_Task directions:_
Reply with exactly the lines from the one that contains "Target: green corrugated metal roof" through the last line of the records below, and with no other lines.

[Natural language region descriptions]
***

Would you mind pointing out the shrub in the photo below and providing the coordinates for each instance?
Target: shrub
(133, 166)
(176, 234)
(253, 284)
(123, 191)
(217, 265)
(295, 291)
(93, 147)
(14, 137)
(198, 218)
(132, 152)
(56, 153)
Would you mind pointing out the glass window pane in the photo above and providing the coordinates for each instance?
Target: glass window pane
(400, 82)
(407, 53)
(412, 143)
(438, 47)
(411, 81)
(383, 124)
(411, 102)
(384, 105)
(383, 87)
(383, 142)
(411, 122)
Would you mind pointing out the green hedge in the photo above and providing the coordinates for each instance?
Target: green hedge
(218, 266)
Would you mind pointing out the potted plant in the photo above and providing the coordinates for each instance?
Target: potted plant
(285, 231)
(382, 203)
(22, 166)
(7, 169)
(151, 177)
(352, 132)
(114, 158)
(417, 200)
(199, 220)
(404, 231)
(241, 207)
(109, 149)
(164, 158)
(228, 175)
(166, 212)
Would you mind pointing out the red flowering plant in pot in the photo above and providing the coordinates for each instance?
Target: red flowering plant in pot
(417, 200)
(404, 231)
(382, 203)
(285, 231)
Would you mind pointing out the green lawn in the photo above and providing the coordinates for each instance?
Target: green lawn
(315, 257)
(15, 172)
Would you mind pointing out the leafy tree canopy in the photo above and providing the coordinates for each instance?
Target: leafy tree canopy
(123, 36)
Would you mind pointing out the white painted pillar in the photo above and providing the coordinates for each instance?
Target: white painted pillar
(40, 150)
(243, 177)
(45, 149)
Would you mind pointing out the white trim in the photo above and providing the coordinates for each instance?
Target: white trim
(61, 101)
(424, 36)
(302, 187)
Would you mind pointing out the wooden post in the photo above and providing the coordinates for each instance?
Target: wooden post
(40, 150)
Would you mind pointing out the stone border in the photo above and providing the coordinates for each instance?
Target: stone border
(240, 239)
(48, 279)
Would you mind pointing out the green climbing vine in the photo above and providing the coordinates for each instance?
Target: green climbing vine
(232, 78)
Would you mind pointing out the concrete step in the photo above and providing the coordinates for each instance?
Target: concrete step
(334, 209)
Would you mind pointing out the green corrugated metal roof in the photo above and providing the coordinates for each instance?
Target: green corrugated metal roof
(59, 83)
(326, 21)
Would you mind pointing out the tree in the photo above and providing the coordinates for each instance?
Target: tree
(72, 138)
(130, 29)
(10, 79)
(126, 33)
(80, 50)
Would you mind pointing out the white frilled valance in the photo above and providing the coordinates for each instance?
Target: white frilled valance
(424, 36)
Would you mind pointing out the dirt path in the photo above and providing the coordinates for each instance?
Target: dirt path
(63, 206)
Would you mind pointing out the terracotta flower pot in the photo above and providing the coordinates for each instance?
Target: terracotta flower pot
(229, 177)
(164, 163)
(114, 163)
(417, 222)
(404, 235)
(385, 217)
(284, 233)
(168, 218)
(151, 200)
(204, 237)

***

_Answer to this exercise:_
Target: green corrugated metal roof
(59, 83)
(326, 21)
Would you mind pointing out the tree in the photo above and providing the coordinates for each instance?
Target: tree
(72, 138)
(130, 29)
(10, 79)
(126, 33)
(80, 50)
Would you mind pointing out the white frilled valance in the photo above and providing the coordinates for each instance?
Target: white frilled valance
(424, 36)
Would you mind pointing out the dirt path in the photo above and providing the coordinates for each instance?
Target: dirt path
(63, 206)
Would you mind pointing out the terracotta flower pot in the photo above and providing the coordinates for each instance?
Target: terracotta flower pot
(229, 177)
(164, 163)
(114, 163)
(417, 222)
(404, 235)
(385, 217)
(284, 233)
(168, 218)
(151, 200)
(204, 237)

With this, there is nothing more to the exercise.